▶ **Task statement**
Without altering anything, repeat each of the records.
— begin Extracted records —
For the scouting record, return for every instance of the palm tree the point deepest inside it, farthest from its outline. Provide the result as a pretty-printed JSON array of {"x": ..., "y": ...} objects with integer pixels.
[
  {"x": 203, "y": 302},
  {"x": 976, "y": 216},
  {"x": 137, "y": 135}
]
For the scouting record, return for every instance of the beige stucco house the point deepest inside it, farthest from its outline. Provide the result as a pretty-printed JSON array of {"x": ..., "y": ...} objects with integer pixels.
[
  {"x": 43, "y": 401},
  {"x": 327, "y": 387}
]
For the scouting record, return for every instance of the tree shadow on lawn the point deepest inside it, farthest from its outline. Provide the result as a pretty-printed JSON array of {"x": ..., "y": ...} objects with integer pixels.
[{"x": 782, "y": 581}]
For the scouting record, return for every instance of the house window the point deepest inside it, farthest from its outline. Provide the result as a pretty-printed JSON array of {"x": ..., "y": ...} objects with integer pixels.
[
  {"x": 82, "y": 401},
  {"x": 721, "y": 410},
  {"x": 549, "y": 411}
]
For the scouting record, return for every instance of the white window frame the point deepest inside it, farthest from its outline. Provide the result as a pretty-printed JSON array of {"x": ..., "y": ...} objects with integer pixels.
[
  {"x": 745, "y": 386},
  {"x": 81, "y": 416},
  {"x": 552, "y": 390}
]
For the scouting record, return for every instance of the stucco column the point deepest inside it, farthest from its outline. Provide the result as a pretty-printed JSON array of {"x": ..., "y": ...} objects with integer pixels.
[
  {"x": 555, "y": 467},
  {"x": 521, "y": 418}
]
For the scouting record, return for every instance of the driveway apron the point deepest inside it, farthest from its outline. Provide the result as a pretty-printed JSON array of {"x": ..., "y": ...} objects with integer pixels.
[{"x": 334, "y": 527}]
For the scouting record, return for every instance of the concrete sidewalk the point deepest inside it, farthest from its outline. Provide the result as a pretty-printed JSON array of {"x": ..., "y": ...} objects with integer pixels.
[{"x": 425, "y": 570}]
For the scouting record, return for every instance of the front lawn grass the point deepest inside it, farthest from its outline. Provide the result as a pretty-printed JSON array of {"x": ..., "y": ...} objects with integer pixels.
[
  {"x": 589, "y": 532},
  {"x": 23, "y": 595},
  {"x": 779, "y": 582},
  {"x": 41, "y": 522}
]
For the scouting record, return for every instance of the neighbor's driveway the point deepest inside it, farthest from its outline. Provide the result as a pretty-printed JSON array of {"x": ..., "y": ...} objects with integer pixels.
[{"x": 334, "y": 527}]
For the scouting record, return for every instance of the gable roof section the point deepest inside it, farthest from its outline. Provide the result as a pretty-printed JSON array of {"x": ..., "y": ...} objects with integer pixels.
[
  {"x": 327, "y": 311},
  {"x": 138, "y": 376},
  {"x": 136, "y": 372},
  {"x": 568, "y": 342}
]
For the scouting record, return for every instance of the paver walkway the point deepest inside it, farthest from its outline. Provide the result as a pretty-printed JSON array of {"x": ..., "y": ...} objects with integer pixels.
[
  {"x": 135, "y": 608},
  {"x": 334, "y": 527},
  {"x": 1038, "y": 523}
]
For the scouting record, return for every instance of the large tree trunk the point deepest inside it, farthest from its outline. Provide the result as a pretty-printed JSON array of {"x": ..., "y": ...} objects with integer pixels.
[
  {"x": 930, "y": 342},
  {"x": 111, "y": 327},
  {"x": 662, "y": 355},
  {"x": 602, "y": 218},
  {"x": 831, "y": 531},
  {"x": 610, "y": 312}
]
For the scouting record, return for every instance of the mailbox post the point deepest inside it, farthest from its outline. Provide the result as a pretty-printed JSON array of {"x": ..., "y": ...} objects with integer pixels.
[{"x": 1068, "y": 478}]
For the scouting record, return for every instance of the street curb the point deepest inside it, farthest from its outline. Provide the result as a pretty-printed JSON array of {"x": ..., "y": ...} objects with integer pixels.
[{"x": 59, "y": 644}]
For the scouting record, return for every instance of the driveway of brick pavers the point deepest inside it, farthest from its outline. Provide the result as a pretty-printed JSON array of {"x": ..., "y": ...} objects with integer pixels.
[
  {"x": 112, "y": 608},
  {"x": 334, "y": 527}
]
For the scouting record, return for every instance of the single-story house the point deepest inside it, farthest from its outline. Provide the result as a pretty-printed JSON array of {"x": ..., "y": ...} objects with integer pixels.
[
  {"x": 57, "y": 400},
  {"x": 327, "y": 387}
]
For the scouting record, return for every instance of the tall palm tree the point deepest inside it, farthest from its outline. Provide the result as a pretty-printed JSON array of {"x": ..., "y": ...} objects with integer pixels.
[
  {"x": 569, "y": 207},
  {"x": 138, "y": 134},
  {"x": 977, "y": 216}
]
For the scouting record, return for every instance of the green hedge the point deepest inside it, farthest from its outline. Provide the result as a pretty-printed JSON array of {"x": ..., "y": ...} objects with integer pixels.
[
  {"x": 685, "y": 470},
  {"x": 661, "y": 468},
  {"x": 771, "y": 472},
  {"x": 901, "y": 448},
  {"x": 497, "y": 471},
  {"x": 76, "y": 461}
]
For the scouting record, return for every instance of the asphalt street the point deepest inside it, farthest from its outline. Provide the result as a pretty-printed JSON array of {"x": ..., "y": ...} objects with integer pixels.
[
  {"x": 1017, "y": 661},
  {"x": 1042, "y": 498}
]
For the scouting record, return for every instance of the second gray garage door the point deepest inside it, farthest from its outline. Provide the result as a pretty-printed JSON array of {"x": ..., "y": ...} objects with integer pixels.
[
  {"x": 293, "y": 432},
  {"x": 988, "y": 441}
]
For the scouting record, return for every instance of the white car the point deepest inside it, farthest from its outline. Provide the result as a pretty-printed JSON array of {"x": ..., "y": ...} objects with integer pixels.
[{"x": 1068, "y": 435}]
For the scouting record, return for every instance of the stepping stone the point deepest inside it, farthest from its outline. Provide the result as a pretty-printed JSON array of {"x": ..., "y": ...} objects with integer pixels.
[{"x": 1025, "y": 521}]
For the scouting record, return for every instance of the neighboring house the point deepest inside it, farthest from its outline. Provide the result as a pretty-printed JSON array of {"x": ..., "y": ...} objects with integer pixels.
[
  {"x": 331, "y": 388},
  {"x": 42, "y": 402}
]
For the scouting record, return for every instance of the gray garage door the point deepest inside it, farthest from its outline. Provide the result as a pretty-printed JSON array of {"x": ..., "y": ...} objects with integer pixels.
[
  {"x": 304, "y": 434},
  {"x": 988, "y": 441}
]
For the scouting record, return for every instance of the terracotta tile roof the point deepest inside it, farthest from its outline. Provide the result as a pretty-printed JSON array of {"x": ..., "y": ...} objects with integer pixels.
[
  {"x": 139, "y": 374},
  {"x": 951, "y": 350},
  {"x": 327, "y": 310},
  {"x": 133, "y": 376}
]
— end Extracted records —
▶ **Completed exercise**
For the scouting record, return for every instance of the palm tree the point deepest inside it, farthest from its outline. Provide the result as a pretty-printed JSON array of {"x": ..., "y": ...} objects with integer pixels.
[
  {"x": 203, "y": 302},
  {"x": 976, "y": 216},
  {"x": 137, "y": 135}
]
For the scouting record, return for every instance of the beige stucco house the point deepest inside it, farthest from its outline. Provide the result as a pretty-printed JSON array of {"x": ..., "y": ...} objects with integer pixels.
[
  {"x": 43, "y": 401},
  {"x": 327, "y": 387}
]
For the scouting record, return for every instance of the tree shadow on lawn the point deepest inside it, farthest from its outline. Provide the result as a pretty-printed JSON array of {"x": ..., "y": ...} objects with integer pixels.
[{"x": 782, "y": 581}]
For the scouting record, return for every instance of the house window the point deepest inside it, farthest from its outline. Provide the result as a pretty-printed JSON array of {"x": ..., "y": ...} objects with integer pixels.
[
  {"x": 82, "y": 401},
  {"x": 721, "y": 410},
  {"x": 549, "y": 411}
]
For the scouting record, return for every instance of the white window frame the point deepest inside it, farthest from its outline. Provide the result as a pretty-printed JSON array of {"x": ..., "y": ...} objects with integer pixels.
[
  {"x": 745, "y": 386},
  {"x": 81, "y": 416},
  {"x": 552, "y": 390}
]
For the scouting record, return for every instance of the stucco column the point deepest inside it, farthest from its outline. Provide the result as a pretty-printed JSON array of {"x": ..., "y": ...} objects with integer pixels.
[
  {"x": 555, "y": 467},
  {"x": 521, "y": 418}
]
For the scouting record, return for every instance of the driveway apron the point deepest inside it, farthest from its outline. Provide the result as a pretty-printed JSON array of {"x": ..., "y": ...} objects with integer pixels.
[{"x": 334, "y": 527}]
For the scouting record, return for every instance of the concrete sidewalk the point deepest inside it, farthest from its outline. Provide the result as a pretty-printed JSON array of {"x": ..., "y": ...} objects with integer pixels.
[{"x": 425, "y": 570}]
For the scouting record, return for every instance of the front lawn grass the point deepest inside it, farthest from its outline. Provide the result as a pretty-printed JSON array of {"x": ..., "y": ...} objects with integer pixels.
[
  {"x": 589, "y": 532},
  {"x": 23, "y": 595},
  {"x": 779, "y": 582},
  {"x": 41, "y": 522}
]
For the scouting record, return for every instance of the neighbor's driveway the point deepest inside it, farthest from its outline. Provide the result as a pretty-printed JSON array of {"x": ..., "y": ...} objects with integer pixels.
[{"x": 334, "y": 527}]
For the scouting record, return for every instance of the gable roof section the point deepest inside it, farthest from its outline. Provide the result as a pretty-printed JSON array of {"x": ..., "y": ...} objects with integer pixels.
[
  {"x": 327, "y": 311},
  {"x": 138, "y": 376},
  {"x": 136, "y": 372},
  {"x": 568, "y": 342}
]
For the scouting record, return for every instance of the paver walkway the point deepest inside it, farthest from its outline. Provide the result as a pretty-printed JSON array of {"x": ..., "y": ...} objects with integer pixels.
[
  {"x": 135, "y": 608},
  {"x": 334, "y": 527},
  {"x": 1038, "y": 523}
]
For the scouting record, return for every instance of the large tree trunk the point deepest inside it, farthest from its outline. Provide the result as a pretty-printed JSON array of {"x": ..., "y": ...} objects with integer pixels.
[
  {"x": 930, "y": 342},
  {"x": 111, "y": 327},
  {"x": 662, "y": 355},
  {"x": 602, "y": 218},
  {"x": 831, "y": 531},
  {"x": 610, "y": 312}
]
For the scouting record, return for every instance of the mailbox post the point deepest inside it, farthest from its outline. Provide the result as a pretty-printed JSON array of {"x": ..., "y": ...} objects with integer pixels.
[{"x": 1068, "y": 478}]
For the scouting record, return for every instance of the street curb the point deepest inside it, farthest from its outline. Provide the result as a pretty-printed JSON array of {"x": ..., "y": ...} objects with integer pixels.
[{"x": 59, "y": 644}]
For the scouting record, return for every instance of the driveway of brick pavers the point deepest inside it, farthest from its outline. Provide the result as a pretty-printed JSON array of {"x": ..., "y": ...} objects with integer pixels.
[
  {"x": 112, "y": 608},
  {"x": 334, "y": 527}
]
For the scouting record, return for every instance of the single-story house the point deepest inside it, farthest from its outline. Provide the result as a pretty-printed JSON array of {"x": ..., "y": ...} objects with integer pixels.
[
  {"x": 57, "y": 400},
  {"x": 327, "y": 387}
]
For the scouting record, return for every instance of the tall palm tree the point deepest inside it, farthest from its outline. Provide the result as a pretty-printed JSON array of {"x": ..., "y": ...} objects with integer pixels.
[
  {"x": 569, "y": 207},
  {"x": 138, "y": 134},
  {"x": 977, "y": 216}
]
For the scouting record, return for every instance of the green hedge the point deepest inside it, farthest from its outline. Provide the result as a pretty-printed JSON array of {"x": ..., "y": ...} objects with integer pixels.
[
  {"x": 685, "y": 470},
  {"x": 661, "y": 468},
  {"x": 771, "y": 472},
  {"x": 901, "y": 448},
  {"x": 497, "y": 471},
  {"x": 76, "y": 461}
]
For the scouting record, return for every instance of the asphalt street the point deepest inside it, farthest from its outline. Provide the result as a pretty-printed JSON array of {"x": ..., "y": ...} objects with integer pixels.
[
  {"x": 1017, "y": 661},
  {"x": 1042, "y": 498}
]
For the scouting record, return for every instance of the second gray garage door the point deepest inside it, farthest from its outline. Provide the result as a pretty-printed JSON array of {"x": ..., "y": ...} objects with integer pixels.
[
  {"x": 293, "y": 432},
  {"x": 988, "y": 441}
]
For the scouting record, return for every instance of the white car the point deepest inside it, farthest from its outline. Provide the result as a pretty-printed JSON array of {"x": ..., "y": ...} objects with integer pixels.
[{"x": 1068, "y": 435}]
For the scouting record, return for every instance of the stepping stone the point deepest inside it, farthest from its outline. Provide the result as a pretty-printed JSON array of {"x": ..., "y": ...} objects with integer pixels.
[{"x": 1025, "y": 521}]
For the scouting record, return for every instance of the neighboring house the point deepest inside it, farthest from its outline. Provide the result as a pretty-printed JSON array of {"x": ..., "y": ...} objects with integer pixels.
[
  {"x": 331, "y": 388},
  {"x": 42, "y": 402}
]
For the scouting record, return for every instance of the gray garage door the point deepest inside it, farthest from its outline. Provide the result as a pretty-printed JSON array of {"x": ..., "y": ...} objects with integer pixels.
[
  {"x": 304, "y": 434},
  {"x": 988, "y": 441}
]
For the scouting record, return for every instance of the terracotta tile roof the point deepest inside it, farthest from its outline. Provide the result as a pretty-printed JSON array of {"x": ..., "y": ...} objects with integer pixels.
[
  {"x": 139, "y": 374},
  {"x": 951, "y": 350},
  {"x": 327, "y": 310},
  {"x": 133, "y": 376}
]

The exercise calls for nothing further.